* **What to produce**: Do these statements agree with the notes on the GPL compliance discussion? 1. The fishbowl has five seats at the front, and all five must be filled. 2. Fossology is named as an open alternative tool. 3. A speaker who is a lawyer wants fewer lawsuits.

* **Excerpted text**:
-- -- --
Fishbowl discussion – GPL compliance Karen M. Sandler

  • Fishbowl format
    • 5 seats at front of the room, 4 must be occupied
    • If person has something to say they come up and sit in spare chair, then one existing person must sit down.
  • Topics
    • Conflicts of Law
    • Mixing licences
    • Implied warrenty
    • Corporate Procedures and application
    • Get knowledge of free licences into the law school curriculum
  • “Being the Open Source guy at Oracle has always been fun”
  • “Our large company has spent 2000 hours with a young company trying to fix things up because their license is not GPL compliant”
  • BlackDuck is a commercial company will review your company’s code looking for GPL violations. Some others too
    • “Not a perfect magical tool by any sketch”
    • Fossology is alternative open tool
    • Whole business model around license compliance, mixed in with security
    • Some of these companies are Kinda Ambulance chasers
    • “Don’t let those companies tell you how to tun your business”
    • “Compliance industry complex” , “Compliance racket”
  • At my employer with have a tool that just greps for a “GPL” license in code, better than nothing.
  • Lots of fear in this area over Open-source compliance lawsuits
    • Disagreements in community if this should be a good idea
    • More, Less, None?
    • “As a Lawyer I think there should definitely be more lawsuits”
    • “A lot of large organisations will ignore anything less than [a lawsuit] “
    • “Even today I deal with organisations who reference the SCO period and fear widespread lawsuits”
  • Have Lawsuits chilled adoption?
-- -- --
* **Information provided**:
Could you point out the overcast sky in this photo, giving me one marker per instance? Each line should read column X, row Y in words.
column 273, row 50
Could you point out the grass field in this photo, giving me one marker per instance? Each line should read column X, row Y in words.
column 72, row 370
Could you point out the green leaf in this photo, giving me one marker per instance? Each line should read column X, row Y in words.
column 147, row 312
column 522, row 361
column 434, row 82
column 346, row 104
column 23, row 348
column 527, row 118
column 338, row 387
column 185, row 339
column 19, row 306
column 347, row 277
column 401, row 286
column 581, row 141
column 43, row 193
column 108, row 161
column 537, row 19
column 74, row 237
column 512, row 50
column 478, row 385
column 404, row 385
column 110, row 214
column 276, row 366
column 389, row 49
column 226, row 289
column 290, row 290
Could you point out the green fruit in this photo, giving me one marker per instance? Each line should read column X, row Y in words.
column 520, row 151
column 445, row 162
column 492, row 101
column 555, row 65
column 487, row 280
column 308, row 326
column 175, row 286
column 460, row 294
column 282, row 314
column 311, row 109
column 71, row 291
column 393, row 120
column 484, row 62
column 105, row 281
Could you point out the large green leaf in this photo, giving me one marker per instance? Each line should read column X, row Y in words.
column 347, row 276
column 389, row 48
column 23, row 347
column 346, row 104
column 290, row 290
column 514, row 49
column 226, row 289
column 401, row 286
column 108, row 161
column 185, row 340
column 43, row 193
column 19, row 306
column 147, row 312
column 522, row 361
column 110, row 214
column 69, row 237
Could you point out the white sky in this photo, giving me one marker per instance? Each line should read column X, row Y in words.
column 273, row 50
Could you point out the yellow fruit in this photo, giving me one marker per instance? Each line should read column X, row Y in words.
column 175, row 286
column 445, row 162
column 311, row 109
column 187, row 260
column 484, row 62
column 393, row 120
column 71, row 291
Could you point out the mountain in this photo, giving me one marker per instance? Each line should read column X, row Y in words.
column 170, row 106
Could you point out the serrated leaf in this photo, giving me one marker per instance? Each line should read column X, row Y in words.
-- -- --
* **Expected output**:
1. No: "5 seats at front of the room, 4 must be occupied"
2. Yes: "Fossology is alternative open tool"
3. No: "As a Lawyer I think there should definitely be more lawsuits"